Below are some records; copy each line in them that contains "blue".

→ Records supplied
++++++++++++++++++++
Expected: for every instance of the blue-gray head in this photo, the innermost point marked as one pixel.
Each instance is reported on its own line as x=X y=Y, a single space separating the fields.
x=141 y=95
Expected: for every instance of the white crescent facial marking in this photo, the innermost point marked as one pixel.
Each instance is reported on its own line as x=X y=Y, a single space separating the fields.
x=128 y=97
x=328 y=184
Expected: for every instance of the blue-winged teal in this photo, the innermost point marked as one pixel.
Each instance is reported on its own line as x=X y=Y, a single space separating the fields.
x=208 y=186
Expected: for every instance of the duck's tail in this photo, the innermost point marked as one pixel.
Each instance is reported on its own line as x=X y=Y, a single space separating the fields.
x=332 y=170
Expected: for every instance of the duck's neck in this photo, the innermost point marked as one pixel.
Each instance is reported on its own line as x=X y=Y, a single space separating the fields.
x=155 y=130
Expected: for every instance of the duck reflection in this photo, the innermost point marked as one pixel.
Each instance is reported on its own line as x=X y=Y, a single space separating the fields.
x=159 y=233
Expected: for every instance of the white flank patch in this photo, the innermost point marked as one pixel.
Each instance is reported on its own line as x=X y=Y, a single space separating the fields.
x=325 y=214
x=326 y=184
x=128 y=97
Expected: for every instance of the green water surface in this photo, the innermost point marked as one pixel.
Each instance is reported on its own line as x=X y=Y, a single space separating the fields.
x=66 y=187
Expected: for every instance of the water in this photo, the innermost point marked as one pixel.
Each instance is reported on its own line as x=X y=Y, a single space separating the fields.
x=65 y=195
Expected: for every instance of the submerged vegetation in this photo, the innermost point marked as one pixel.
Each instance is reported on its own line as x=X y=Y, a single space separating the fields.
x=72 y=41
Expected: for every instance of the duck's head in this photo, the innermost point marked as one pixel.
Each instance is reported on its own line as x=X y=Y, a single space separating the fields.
++++++++++++++++++++
→ Written response
Expected: for every instance of the blue-gray head in this photo, the innermost point marked as one pixel.
Expected: for every instance of the blue-winged teal in this photo, the innermost point marked as one pixel.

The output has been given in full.